▶ Problem: Return the whole listing exactly as it stands.

▶ Supplied entries:
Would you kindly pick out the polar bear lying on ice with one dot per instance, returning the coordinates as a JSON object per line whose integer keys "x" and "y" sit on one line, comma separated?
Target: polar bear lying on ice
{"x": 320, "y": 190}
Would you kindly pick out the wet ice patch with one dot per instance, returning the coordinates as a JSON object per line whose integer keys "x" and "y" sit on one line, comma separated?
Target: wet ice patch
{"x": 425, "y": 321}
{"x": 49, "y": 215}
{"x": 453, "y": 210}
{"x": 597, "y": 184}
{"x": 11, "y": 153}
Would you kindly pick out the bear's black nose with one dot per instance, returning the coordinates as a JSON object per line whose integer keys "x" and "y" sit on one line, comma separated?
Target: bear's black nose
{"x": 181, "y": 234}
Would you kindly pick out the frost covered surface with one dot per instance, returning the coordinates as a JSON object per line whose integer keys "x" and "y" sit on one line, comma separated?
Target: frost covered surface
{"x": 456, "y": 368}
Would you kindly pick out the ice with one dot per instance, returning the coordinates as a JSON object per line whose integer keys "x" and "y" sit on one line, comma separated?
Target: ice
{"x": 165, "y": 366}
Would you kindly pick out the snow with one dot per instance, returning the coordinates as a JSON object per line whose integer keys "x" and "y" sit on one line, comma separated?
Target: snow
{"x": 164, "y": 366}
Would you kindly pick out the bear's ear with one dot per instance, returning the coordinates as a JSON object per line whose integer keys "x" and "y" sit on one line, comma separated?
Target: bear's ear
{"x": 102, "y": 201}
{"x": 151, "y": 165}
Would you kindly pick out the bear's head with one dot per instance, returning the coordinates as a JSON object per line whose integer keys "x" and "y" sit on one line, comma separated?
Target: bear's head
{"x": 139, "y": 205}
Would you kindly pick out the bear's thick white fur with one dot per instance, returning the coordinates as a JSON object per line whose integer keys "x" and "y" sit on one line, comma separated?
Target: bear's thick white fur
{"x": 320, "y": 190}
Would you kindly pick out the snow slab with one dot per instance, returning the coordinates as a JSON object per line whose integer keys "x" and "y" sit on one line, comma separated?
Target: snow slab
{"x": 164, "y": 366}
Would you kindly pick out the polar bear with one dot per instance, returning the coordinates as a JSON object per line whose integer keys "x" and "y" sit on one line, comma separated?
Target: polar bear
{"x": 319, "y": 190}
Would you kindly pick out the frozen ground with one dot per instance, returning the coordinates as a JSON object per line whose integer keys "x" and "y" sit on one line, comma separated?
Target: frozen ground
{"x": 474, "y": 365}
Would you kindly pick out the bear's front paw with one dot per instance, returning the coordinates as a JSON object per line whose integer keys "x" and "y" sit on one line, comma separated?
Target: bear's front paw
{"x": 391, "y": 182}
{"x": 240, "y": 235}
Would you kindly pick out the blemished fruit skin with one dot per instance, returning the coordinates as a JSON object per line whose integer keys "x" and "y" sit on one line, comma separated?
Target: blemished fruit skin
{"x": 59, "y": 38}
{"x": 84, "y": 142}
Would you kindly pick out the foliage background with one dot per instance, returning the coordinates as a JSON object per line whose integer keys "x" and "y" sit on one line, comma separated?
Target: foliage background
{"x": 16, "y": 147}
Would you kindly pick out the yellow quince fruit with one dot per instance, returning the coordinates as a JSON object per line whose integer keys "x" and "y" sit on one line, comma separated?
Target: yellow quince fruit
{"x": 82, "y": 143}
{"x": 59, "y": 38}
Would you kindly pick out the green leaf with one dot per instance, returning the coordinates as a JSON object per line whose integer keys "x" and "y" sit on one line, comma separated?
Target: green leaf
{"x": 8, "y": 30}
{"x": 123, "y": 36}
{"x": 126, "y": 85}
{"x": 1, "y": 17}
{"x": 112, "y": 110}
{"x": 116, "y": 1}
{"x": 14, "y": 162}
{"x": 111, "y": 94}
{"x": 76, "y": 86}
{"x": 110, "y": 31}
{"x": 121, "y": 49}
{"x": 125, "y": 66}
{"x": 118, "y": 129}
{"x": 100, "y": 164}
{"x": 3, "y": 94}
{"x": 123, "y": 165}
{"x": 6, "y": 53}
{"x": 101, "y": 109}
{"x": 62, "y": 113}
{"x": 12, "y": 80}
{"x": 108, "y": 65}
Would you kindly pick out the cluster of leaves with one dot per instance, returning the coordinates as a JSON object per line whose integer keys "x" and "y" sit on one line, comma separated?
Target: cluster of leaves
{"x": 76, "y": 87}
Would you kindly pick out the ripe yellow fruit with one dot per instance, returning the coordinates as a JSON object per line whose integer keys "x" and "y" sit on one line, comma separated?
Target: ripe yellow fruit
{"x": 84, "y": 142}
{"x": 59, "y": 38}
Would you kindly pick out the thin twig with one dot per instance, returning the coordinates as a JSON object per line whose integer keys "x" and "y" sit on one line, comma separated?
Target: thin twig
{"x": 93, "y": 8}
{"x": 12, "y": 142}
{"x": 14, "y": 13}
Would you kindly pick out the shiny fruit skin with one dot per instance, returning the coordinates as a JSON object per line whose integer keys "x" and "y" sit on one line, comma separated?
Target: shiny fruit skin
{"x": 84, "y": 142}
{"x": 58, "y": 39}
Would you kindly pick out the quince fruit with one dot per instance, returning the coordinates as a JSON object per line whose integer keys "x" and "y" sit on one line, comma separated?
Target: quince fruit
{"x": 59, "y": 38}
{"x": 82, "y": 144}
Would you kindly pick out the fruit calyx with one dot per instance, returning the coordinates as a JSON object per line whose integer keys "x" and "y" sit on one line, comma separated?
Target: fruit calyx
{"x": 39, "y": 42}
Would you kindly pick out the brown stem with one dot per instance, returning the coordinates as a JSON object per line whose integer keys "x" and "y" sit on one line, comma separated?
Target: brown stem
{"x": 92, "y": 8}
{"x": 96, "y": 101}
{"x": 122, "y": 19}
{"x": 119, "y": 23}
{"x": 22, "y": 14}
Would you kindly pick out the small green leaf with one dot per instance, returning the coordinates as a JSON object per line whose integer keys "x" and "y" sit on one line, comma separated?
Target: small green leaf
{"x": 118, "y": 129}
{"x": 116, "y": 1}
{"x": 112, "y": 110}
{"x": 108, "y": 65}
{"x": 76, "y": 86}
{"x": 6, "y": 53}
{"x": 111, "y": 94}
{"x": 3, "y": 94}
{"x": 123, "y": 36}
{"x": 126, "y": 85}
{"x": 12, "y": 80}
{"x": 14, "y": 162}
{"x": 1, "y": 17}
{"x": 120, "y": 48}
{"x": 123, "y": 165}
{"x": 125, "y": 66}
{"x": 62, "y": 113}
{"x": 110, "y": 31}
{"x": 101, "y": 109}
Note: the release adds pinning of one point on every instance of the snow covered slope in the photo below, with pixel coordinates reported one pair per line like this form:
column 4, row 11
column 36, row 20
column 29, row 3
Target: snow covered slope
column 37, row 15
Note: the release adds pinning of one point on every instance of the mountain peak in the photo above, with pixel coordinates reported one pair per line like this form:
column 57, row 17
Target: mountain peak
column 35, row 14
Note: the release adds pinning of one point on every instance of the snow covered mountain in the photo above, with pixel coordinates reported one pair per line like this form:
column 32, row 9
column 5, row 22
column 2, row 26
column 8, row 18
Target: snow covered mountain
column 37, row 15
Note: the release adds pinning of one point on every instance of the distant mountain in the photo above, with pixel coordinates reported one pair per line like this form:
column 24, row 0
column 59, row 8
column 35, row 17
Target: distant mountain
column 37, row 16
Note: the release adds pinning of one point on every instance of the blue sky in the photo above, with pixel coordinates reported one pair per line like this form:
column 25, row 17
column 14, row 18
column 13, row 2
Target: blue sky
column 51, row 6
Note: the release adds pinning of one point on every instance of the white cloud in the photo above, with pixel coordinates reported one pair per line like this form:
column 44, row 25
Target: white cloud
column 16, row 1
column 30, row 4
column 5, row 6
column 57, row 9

▶ Exercise response:
Would you kindly pick out the polar bear lying on ice with one dot per instance, returning the coordinates as a JSON object per line whose integer keys "x" and "y" sit on one line, comma separated?
Target: polar bear lying on ice
{"x": 320, "y": 190}
Would you kindly pick out the wet ice patch with one dot per instance, returning the coordinates as a JSON object per line whose integer keys "x" and "y" sit on one line, comma separated?
Target: wet ice patch
{"x": 425, "y": 321}
{"x": 49, "y": 215}
{"x": 453, "y": 210}
{"x": 597, "y": 184}
{"x": 11, "y": 153}
Would you kindly pick out the bear's black nose with one dot per instance, returning the coordinates as a JSON object per line whose integer keys "x" and "y" sit on one line, comma separated?
Target: bear's black nose
{"x": 181, "y": 234}
Would you kindly pick out the frost covered surface with one dot per instance, returning the coordinates as a JSON object per line whose integer keys "x" and "y" sit on one line, comma separated?
Target: frost covered surface
{"x": 456, "y": 368}
Would you kindly pick out the ice with one dot per instance, returning the coordinates as a JSON object per line whose integer keys "x" and "y" sit on one line, comma separated?
Target: ice
{"x": 165, "y": 366}
Would you kindly pick out the snow with one dot per instance, returning the coordinates as a JSON object per line whose integer keys "x" and "y" sit on one line, comma separated?
Target: snow
{"x": 164, "y": 366}
Would you kindly pick out the bear's ear with one dot per instance, returning the coordinates as a JSON object per line whose integer keys "x" and "y" sit on one line, comma separated?
Target: bear's ear
{"x": 102, "y": 201}
{"x": 151, "y": 165}
Would you kindly pick out the bear's head with one dot per instance, returning the coordinates as a JSON object per line whose integer keys "x" and "y" sit on one line, comma separated?
Target: bear's head
{"x": 139, "y": 205}
Would you kindly pick out the bear's thick white fur with one dot per instance, returning the coordinates as a JSON object per line whose integer keys "x" and "y" sit on one line, comma separated?
Target: bear's thick white fur
{"x": 320, "y": 190}
Would you kindly pick out the snow slab with one dot per instance, returning the coordinates as a JSON object per line whose integer keys "x" and "y" sit on one line, comma separated?
Target: snow slab
{"x": 164, "y": 366}
Would you kindly pick out the polar bear with one dot per instance, returning the coordinates as a JSON object per line whose integer keys "x" and "y" sit on one line, comma separated?
Target: polar bear
{"x": 319, "y": 190}
Would you kindly pick out the frozen ground with one dot per instance, returning the coordinates as a JSON object per line whose integer keys "x" and "y" sit on one line, comma separated?
Target: frozen ground
{"x": 474, "y": 365}
Would you kindly pick out the bear's front paw with one dot per instance, returning the coordinates as a JSON object per line whose integer keys "x" and "y" sit on one line, comma separated?
Target: bear's front paw
{"x": 391, "y": 182}
{"x": 240, "y": 235}
Would you kindly pick out the blemished fruit skin with one dot per instance, returning the coordinates as a JSON object per line whose integer keys "x" and "y" sit on one line, comma separated?
Target: blemished fruit skin
{"x": 59, "y": 38}
{"x": 84, "y": 142}
Would you kindly pick out the foliage background with one dot per instance, returning the coordinates as a JSON object per line whose integer keys "x" and "y" sit on one line, comma separated?
Target: foliage background
{"x": 16, "y": 147}
Would you kindly pick out the yellow quince fruit with one dot per instance, returning the coordinates as a JSON object per line whose integer keys "x" and "y" sit on one line, comma separated?
Target: yellow quince fruit
{"x": 82, "y": 143}
{"x": 59, "y": 38}
Would you kindly pick out the green leaf with one dot per instance, returning the coordinates as a JSON object per line whose integer keys "x" and "y" sit on one line, comma separated?
Target: green leaf
{"x": 8, "y": 30}
{"x": 123, "y": 36}
{"x": 126, "y": 85}
{"x": 1, "y": 17}
{"x": 112, "y": 110}
{"x": 116, "y": 1}
{"x": 14, "y": 162}
{"x": 111, "y": 94}
{"x": 76, "y": 86}
{"x": 110, "y": 31}
{"x": 121, "y": 49}
{"x": 125, "y": 66}
{"x": 118, "y": 129}
{"x": 100, "y": 164}
{"x": 3, "y": 94}
{"x": 123, "y": 165}
{"x": 6, "y": 53}
{"x": 101, "y": 109}
{"x": 62, "y": 113}
{"x": 12, "y": 80}
{"x": 108, "y": 65}
Would you kindly pick out the cluster of leaves with one dot per instance, returning the coordinates as a JSON object per line whose integer keys "x" and "y" sit on one line, comma separated?
Target: cluster of leaves
{"x": 76, "y": 87}
Would you kindly pick out the ripe yellow fruit with one dot per instance, returning the coordinates as a JSON object per line whose integer keys "x" and "y" sit on one line, comma separated?
Target: ripe yellow fruit
{"x": 84, "y": 142}
{"x": 59, "y": 38}
Would you kindly pick out the thin twig with one dot per instance, returning the coordinates as a JSON object per line whose integer keys "x" and "y" sit on one line, comma separated?
Target: thin twig
{"x": 93, "y": 8}
{"x": 12, "y": 142}
{"x": 14, "y": 13}
Would you kindly pick out the shiny fruit skin with one dot per instance, returning the coordinates as a JSON object per line whose integer keys "x" and "y" sit on one line, comma separated?
Target: shiny fruit skin
{"x": 84, "y": 142}
{"x": 58, "y": 39}
Would you kindly pick out the quince fruit with one dot per instance, returning the coordinates as a JSON object per line whose integer keys "x" and "y" sit on one line, comma separated?
Target: quince fruit
{"x": 59, "y": 38}
{"x": 82, "y": 144}
Would you kindly pick out the fruit calyx with one dot per instance, returning the coordinates as a JSON object per line whose integer keys "x" and "y" sit on one line, comma separated?
Target: fruit calyx
{"x": 39, "y": 42}
Would you kindly pick out the brown stem with one dot per instance, returning the coordinates as a JSON object per line whose integer keys "x" and "y" sit on one line, comma separated?
Target: brown stem
{"x": 92, "y": 8}
{"x": 96, "y": 101}
{"x": 122, "y": 19}
{"x": 119, "y": 23}
{"x": 22, "y": 14}
Would you kindly pick out the small green leaf with one dot per instance, returning the coordinates as a JSON object per line whose integer keys "x" and "y" sit on one line, comma separated?
Target: small green leaf
{"x": 118, "y": 129}
{"x": 116, "y": 1}
{"x": 112, "y": 110}
{"x": 108, "y": 65}
{"x": 76, "y": 86}
{"x": 6, "y": 53}
{"x": 111, "y": 94}
{"x": 3, "y": 94}
{"x": 123, "y": 36}
{"x": 126, "y": 85}
{"x": 12, "y": 80}
{"x": 14, "y": 162}
{"x": 1, "y": 17}
{"x": 120, "y": 48}
{"x": 123, "y": 165}
{"x": 125, "y": 66}
{"x": 62, "y": 113}
{"x": 110, "y": 31}
{"x": 101, "y": 109}
Note: the release adds pinning of one point on every instance of the snow covered slope in the photo below, with pixel coordinates reported one pair per line like this form:
column 4, row 11
column 36, row 20
column 29, row 3
Target: snow covered slope
column 37, row 15
Note: the release adds pinning of one point on every instance of the mountain peak in the photo above, with pixel coordinates reported one pair per line like this form:
column 57, row 17
Target: mountain peak
column 35, row 14
Note: the release adds pinning of one point on every instance of the snow covered mountain in the photo above, with pixel coordinates reported one pair per line like this form:
column 32, row 9
column 5, row 22
column 2, row 26
column 8, row 18
Target: snow covered mountain
column 37, row 15
Note: the release adds pinning of one point on every instance of the distant mountain in the photo above, with pixel coordinates reported one pair per line like this form:
column 24, row 0
column 59, row 8
column 35, row 17
Target: distant mountain
column 37, row 16
Note: the release adds pinning of one point on every instance of the blue sky in the photo above, with pixel coordinates reported one pair per line like this form:
column 25, row 17
column 14, row 18
column 13, row 2
Target: blue sky
column 51, row 6
Note: the release adds pinning of one point on every instance of the white cloud in the photo above, with pixel coordinates reported one pair per line like this form:
column 44, row 25
Target: white cloud
column 16, row 1
column 30, row 4
column 5, row 6
column 57, row 9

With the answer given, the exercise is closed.